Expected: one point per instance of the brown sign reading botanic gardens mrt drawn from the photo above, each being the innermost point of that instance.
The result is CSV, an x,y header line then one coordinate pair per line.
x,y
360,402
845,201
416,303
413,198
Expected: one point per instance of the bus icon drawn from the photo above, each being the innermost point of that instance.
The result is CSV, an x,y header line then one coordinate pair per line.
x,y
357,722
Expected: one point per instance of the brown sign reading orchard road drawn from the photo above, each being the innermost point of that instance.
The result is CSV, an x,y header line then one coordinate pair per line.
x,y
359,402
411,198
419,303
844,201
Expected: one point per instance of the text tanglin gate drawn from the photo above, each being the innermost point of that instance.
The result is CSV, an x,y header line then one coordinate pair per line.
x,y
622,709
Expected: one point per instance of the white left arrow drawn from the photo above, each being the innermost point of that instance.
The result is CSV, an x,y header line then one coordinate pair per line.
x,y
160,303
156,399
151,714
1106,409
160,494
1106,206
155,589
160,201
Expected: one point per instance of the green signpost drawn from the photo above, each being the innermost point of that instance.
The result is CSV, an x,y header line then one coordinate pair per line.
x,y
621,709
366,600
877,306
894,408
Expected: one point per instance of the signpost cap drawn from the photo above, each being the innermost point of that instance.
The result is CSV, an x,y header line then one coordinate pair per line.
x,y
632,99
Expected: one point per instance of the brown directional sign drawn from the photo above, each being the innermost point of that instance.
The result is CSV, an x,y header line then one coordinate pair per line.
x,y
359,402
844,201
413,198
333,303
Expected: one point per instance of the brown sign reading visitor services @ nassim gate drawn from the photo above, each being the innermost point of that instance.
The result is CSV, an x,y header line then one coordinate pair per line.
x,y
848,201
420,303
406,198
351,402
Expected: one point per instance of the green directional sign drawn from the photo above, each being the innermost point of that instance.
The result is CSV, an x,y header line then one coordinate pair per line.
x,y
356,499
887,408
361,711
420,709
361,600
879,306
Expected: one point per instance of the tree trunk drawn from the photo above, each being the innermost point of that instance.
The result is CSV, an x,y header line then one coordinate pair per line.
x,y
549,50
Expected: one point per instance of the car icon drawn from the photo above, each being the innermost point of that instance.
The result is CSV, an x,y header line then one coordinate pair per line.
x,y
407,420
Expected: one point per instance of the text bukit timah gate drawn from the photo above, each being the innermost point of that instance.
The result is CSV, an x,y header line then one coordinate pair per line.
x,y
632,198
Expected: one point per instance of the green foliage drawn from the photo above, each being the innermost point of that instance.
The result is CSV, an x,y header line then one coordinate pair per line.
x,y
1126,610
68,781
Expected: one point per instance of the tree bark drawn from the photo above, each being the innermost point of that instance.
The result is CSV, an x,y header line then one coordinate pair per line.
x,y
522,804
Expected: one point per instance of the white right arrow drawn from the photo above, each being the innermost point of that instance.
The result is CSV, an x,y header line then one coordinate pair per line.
○ ○ ○
### What you are asked to do:
Rewrite all of the entries above, substituting "central point" for every occurrence of "innermost point" and leaving everything else unchanged.

### Task answer:
Expected: one point per instance of the brown sign reading botanic gardens mrt drawn from the photo above, each being the central point of that instance.
The result is CSV, an x,y header line then one coordinate pair per line.
x,y
360,402
845,201
416,303
413,198
Expected: one point per instance of the bus icon drawn from the photo above, each being the central point of that instance.
The result is CSV, an x,y header line then one coordinate pair per line.
x,y
357,722
Expected: one point per instance of the brown sign reading orchard road drawn from the photo above, each being the central point of that instance.
The result is CSV, an x,y header line then one coordinate pair per line.
x,y
359,402
411,198
419,303
844,201
Expected: one point per instance of the text tanglin gate drawn from the photo above, each being the central point of that instance.
The result is CSV, an x,y header line then one coordinate pair per line.
x,y
622,709
Expected: one point per instance of the white left arrow drawn from the photo above, each being the central point of that instance.
The result is CSV, an x,y header line then one coordinate pair per line.
x,y
160,303
156,399
151,714
1106,409
160,494
1106,206
155,589
160,201
Expected: one point per instance of the green signpost drawn from the photo above, each being the central point of that instance.
The result is CSV, an x,y header line then one coordinate pair per line.
x,y
621,709
366,600
877,306
894,408
Expected: one point per instance of the signpost cap drawn from the photo above, each being the central point of that instance.
The result is CSV, an x,y header line then one coordinate pair per line.
x,y
632,99
Expected: one point per instance of the brown directional sign drawn from the photo above, each being the central point of that instance.
The result is CSV, an x,y header line then one coordinate pair per line.
x,y
359,402
844,201
413,198
333,303
Expected: one point per instance of the brown sign reading visitor services @ nassim gate drawn from the photo above, each being the central point of that instance.
The result is CSV, an x,y header line then one coordinate pair per line.
x,y
848,201
420,303
406,198
351,402
Expected: one point per instance of the green directional sign drawn from the photo above, each being the central point of that instance.
The result is CSV, an x,y header line then one coordinate pair per line.
x,y
356,499
887,408
361,711
420,709
361,600
879,306
Expected: one point per instance of the tree trunk drawn from the photo above, each being the central point of that instance.
The result is CSV, an x,y header line then one coordinate pair per line.
x,y
549,50
Expected: one point per instance of the car icon drawn from the photo above, each being the central point of that instance.
The result is CSV, an x,y header line then one coordinate pair per line.
x,y
407,420
Expected: one point per instance of the text bukit timah gate drawn from the photo above, each being the central point of that instance.
The result is CSV, an x,y header line then one coordinate pair per line.
x,y
632,198
Expected: one point per instance of the green foliage drawn from the photo above, each being the central point of that instance.
The result is CSV, an x,y header line then one coordinate pair per line.
x,y
1126,610
68,781
Expected: one point per instance of the tree bark drawn from the photo above, each being the central point of that instance.
The result is CSV, an x,y header line then one coordinate pair per line.
x,y
522,804
Expected: one point per instance of the white right arrow drawn from the photo above, each being the central point of that instance.
The result is CSV, an x,y header line then one coordinate pair per line.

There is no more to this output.